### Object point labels

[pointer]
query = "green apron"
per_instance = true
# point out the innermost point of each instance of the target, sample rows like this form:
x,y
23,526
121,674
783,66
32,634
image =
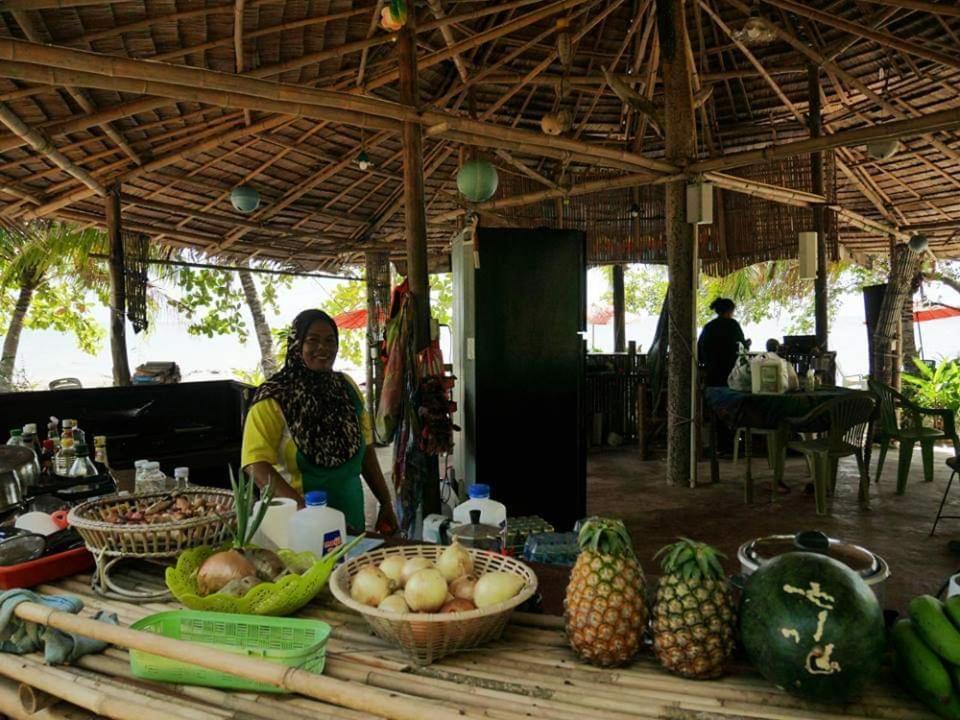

### WHAT THIS TASK INVOLVES
Could you rewrite the data with "green apron" swapped for "blue apron" and leave everything else as it stands, but without the pictures?

### THE OUTPUT
[pointer]
query = "blue apron"
per_instance = true
# point out the innermost point of each instance of the target, sample rows like this form:
x,y
23,526
121,674
783,66
32,634
image =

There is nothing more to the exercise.